[Referring expression pointing data]
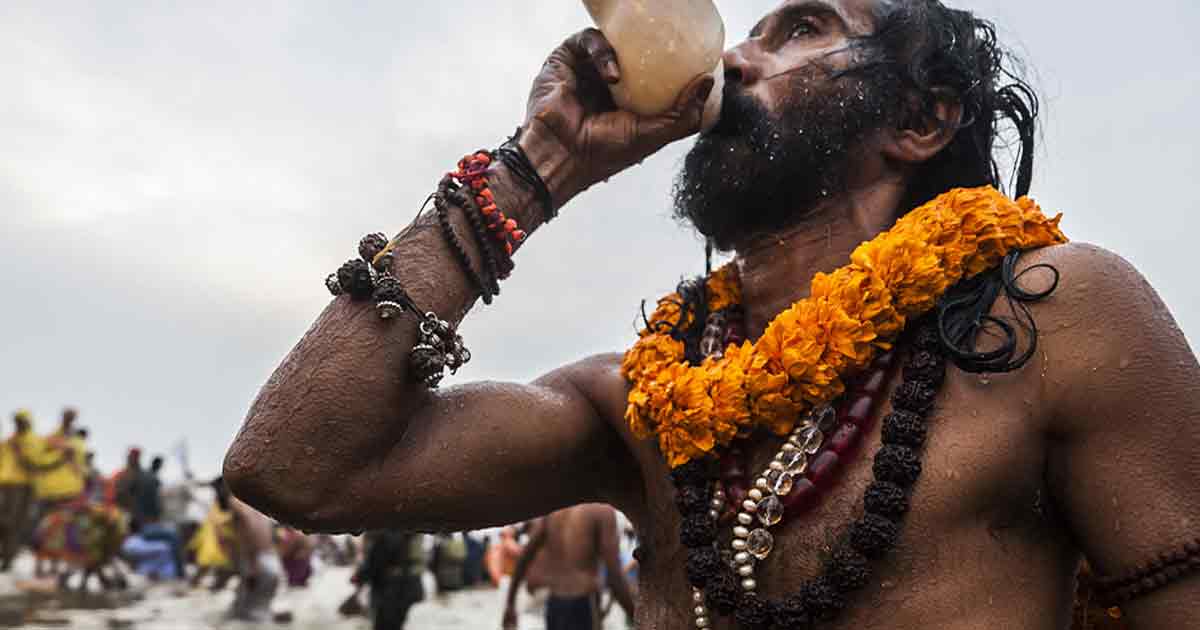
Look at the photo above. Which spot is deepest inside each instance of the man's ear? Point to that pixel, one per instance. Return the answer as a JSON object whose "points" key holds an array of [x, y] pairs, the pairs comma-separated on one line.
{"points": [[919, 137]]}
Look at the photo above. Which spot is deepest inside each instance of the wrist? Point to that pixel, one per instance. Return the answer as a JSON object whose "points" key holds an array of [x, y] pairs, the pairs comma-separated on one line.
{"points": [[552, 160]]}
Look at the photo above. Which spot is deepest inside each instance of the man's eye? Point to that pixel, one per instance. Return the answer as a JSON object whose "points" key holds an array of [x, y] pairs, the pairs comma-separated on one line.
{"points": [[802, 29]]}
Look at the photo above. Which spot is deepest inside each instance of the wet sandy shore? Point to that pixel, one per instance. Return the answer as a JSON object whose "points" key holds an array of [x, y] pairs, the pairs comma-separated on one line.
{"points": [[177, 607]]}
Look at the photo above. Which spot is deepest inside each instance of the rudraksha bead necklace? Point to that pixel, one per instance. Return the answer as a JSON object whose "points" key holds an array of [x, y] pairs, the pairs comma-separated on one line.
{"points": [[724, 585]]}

**TASK ITEM**
Each record above has to be written out again in full, but its pictures must not be.

**REPLY**
Look at the photo above. Which spot is deepest inside each instance of the man's ear? Point to that pixel, one per instance. Return the answer as a JSON object whose "points" key holds an array of [x, y] pairs, the pairs comma-separated on one line.
{"points": [[919, 137]]}
Look at the photo above. Which spot is deepest inside each instance of the wrist? Point to that pixel, one per instance. Return the answer as a JSON object whose "points" key holds an array of [x, y] pairs, the pairs comma-separated on one line.
{"points": [[552, 160]]}
Look at the photo above. Which spot is deepest inside each instance of the man's eye? Point to that pixel, one per instance. Return the answer as a JSON object whose "points" key holds an array of [x, y] pairs, the pairs comma-separated on one line.
{"points": [[802, 29]]}
Look at the photo above. Which spot is deepest inside each instance of the wet sandy shore? Point to that pixel, one per instance. Return the answer as a JSON object whose "points" key holds an array of [x, y] pairs, the pairs comma-separated on one line.
{"points": [[177, 607]]}
Look at the photo above. Which spot is deepest inside each instance of the rudraksha bead necklace? Point to that pixel, one per instance. Return the answer as a JSON object whose "points" key holds an array of [x, y] pairs, the pairs comma-separated on one line.
{"points": [[724, 585]]}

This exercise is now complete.